### Yang ditanyakan
Tolong sebutkan, menurut teks tentang berhutang untuk kurban, mengapa meminjam uang untuk membeli hewan kurban pada dasarnya tidak dianjurkan?

### Potongan teks
--- --- ---
Siapa yang hendak mendapatkan jawaban lebih jelas berkenaan dengan hukum berkurban, silahkan baca tulisan kami sebelumnya: Bantahan Terhadap yang Mewajibkah Berqurban
Berhutang Untuk Kurban
Meminjam uang (berhutang) untuk membeli
hewan kurban pada dasarnya tidak dianjurkan, karena dia tidak termasuk
yang memiliki kelapangan dan juga kedudukan hutang jauh lebih penting.
Dari Abu Hurairah radhiyallaahu 'anhu, Nabi shallallaahu 'alaihi wasallam bersabda,
نَفْسُ الْمُؤْمِنِ مُعَلَّقَةٌ بِدَيْنِهِ حَتَّى يُقْضَى عَنْهُ
“Jiwa seorang mukmin tergantung kepada hutangnya sehingga dibayarkan.”
(HR. Ahmad dan al-Tirmidzi, beliau mengatakan hadits hasan. Syaikh
al-Albani juga menghassankannya dalam Shahih Sunan Ibnu Majah 2/53)
Hutang juga bisa menjadi sebab seseorang
terhalang dari masuk surga, diriwayatkan dalam Shahih Muslim, ada
seseorang datang kepada Nabi shallallaahu 'alaihi wasallam,
lalu berkata, “Bagaimana menurut Anda, jika aku terbunuh di jalan Allah
dalam kondisi sabar, berharap pahala dan maju terus tidak kabur, apakah
Allah akan menghapuskan kesalahan-kesalahanku?” Nabi shallallaahu 'alaihi wasallam menjawab, “Ya.” Namun ketika orang tersebut berbalik, Rasulullah shallallaahu 'alaihi wasallam memanggilnya atau memerintahkan untuk dipanggilkan dia. Lalu Rasulullah shallallaahu 'alaihi wasallam bertanya, “Apa yang kamu katakan tadi?” Lalu orang tersebut mengulangi pertanyaannya, dan Nabi shallallaahu 'alaihi wasallam menjawab, “Ya, kacuali hutang, begitulah yang dikatakan Jibril.” (HR. Muslim)
--- --- ---
### Data yang tersedia
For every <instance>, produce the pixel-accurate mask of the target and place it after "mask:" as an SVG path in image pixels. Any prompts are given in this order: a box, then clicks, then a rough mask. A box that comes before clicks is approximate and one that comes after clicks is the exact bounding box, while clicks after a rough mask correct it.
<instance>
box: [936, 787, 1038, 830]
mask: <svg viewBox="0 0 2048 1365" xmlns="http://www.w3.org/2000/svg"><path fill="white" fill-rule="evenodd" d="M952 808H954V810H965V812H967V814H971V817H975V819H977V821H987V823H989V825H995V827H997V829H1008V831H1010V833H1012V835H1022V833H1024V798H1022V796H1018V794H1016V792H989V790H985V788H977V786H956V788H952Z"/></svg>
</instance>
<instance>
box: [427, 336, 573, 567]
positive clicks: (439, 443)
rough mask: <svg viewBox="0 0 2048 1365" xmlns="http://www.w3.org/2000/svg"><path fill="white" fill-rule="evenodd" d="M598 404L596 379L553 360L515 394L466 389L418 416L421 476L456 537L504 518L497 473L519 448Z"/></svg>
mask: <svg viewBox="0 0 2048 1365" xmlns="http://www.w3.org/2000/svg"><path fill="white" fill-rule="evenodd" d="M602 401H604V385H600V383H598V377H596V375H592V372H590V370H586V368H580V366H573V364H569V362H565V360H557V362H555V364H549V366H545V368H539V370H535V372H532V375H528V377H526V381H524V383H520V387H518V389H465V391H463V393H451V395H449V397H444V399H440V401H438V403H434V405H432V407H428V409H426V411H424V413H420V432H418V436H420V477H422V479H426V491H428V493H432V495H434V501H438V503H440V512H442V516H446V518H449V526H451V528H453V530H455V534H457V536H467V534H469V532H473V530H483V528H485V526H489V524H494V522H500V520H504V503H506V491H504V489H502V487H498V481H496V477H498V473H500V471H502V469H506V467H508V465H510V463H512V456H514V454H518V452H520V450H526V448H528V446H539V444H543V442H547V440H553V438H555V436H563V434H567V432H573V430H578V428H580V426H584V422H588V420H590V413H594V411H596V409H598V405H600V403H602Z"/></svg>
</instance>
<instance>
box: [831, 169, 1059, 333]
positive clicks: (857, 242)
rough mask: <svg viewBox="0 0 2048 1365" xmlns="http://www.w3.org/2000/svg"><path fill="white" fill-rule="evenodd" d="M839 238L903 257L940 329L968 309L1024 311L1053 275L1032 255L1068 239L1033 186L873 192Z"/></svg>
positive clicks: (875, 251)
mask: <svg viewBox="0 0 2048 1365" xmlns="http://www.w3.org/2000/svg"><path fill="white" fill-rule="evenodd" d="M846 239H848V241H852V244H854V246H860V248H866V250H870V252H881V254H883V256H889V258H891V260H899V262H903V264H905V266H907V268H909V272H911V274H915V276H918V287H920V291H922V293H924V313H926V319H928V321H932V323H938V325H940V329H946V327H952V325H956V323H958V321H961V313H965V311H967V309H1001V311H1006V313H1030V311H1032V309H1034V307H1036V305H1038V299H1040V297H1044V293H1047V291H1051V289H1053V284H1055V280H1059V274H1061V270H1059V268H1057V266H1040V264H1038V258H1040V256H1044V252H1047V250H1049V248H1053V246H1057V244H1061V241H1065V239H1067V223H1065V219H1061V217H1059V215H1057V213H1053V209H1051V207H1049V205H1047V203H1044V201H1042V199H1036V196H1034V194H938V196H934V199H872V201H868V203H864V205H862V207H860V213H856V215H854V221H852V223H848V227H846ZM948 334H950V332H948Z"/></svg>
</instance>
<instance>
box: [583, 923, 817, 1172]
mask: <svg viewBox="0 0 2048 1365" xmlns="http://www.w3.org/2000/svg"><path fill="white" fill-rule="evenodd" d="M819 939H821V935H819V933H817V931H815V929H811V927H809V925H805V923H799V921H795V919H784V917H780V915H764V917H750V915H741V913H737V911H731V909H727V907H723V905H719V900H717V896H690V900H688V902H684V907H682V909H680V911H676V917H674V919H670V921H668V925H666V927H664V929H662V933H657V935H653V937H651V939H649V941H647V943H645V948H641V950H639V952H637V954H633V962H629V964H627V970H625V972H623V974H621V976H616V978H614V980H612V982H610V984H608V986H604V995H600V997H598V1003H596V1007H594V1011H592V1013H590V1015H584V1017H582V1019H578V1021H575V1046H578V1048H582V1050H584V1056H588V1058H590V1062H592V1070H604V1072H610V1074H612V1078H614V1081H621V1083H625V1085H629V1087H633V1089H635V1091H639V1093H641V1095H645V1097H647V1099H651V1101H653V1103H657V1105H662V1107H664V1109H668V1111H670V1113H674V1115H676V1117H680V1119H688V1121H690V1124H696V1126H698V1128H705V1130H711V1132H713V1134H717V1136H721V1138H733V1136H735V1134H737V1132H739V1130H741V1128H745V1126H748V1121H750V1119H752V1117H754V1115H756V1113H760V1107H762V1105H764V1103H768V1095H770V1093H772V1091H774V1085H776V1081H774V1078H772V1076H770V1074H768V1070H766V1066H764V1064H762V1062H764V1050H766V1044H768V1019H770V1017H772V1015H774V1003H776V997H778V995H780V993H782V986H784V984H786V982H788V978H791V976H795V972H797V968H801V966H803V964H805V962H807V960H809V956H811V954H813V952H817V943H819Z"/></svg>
--- --- ---
### Jawaban tertulis
Karena orang yang berhutang tidak termasuk yang memiliki kelapangan, dan kedudukan hutang jauh lebih penting.